Exercise requirements:
The exercise asks you to copy every line below in which "Quickstart" appears.

Top of Information given

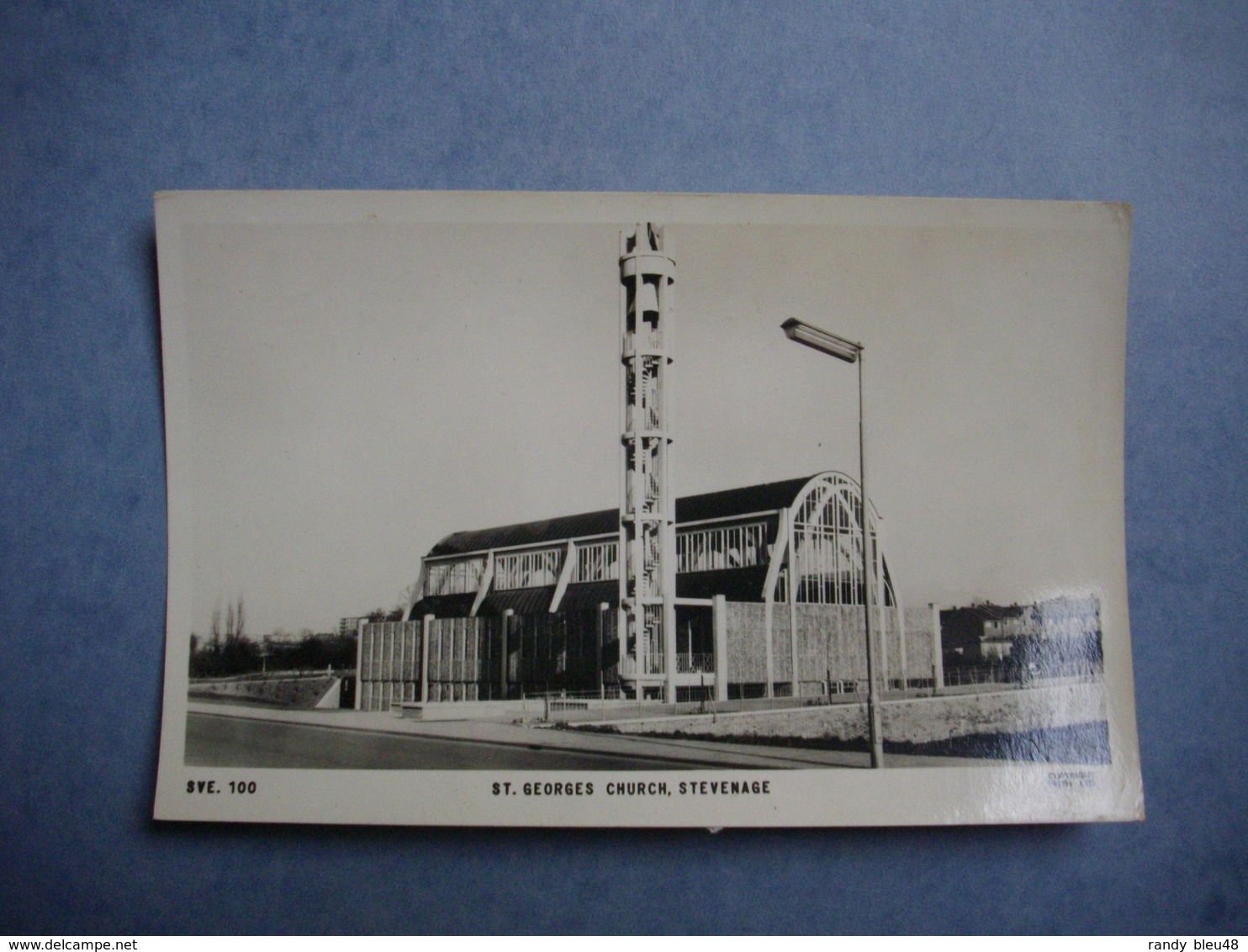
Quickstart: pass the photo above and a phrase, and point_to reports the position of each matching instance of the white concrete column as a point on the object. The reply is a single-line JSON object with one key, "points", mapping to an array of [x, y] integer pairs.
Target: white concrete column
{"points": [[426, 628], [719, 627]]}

Bottom of Information given
Top of Information given

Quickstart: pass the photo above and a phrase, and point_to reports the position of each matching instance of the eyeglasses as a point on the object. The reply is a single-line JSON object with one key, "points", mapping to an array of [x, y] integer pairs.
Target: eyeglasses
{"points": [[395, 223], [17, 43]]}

Bottom of Information given

Solved problem:
Quickstart: pass the photo above and a phrase, and point_to reports the position of each matching instance of the white concrete column as a point on the object. The reply is a single-line JSON object with one key, "points", mapping to an array of [x, y] integer pairs.
Quickstart: pass the photo above and a phrase, and point_to reports the position of each matching instance of the eyeglasses as a point on the object. The reply is a single-line JSON object with one key, "points", mapping to an array of [x, y] integer pairs.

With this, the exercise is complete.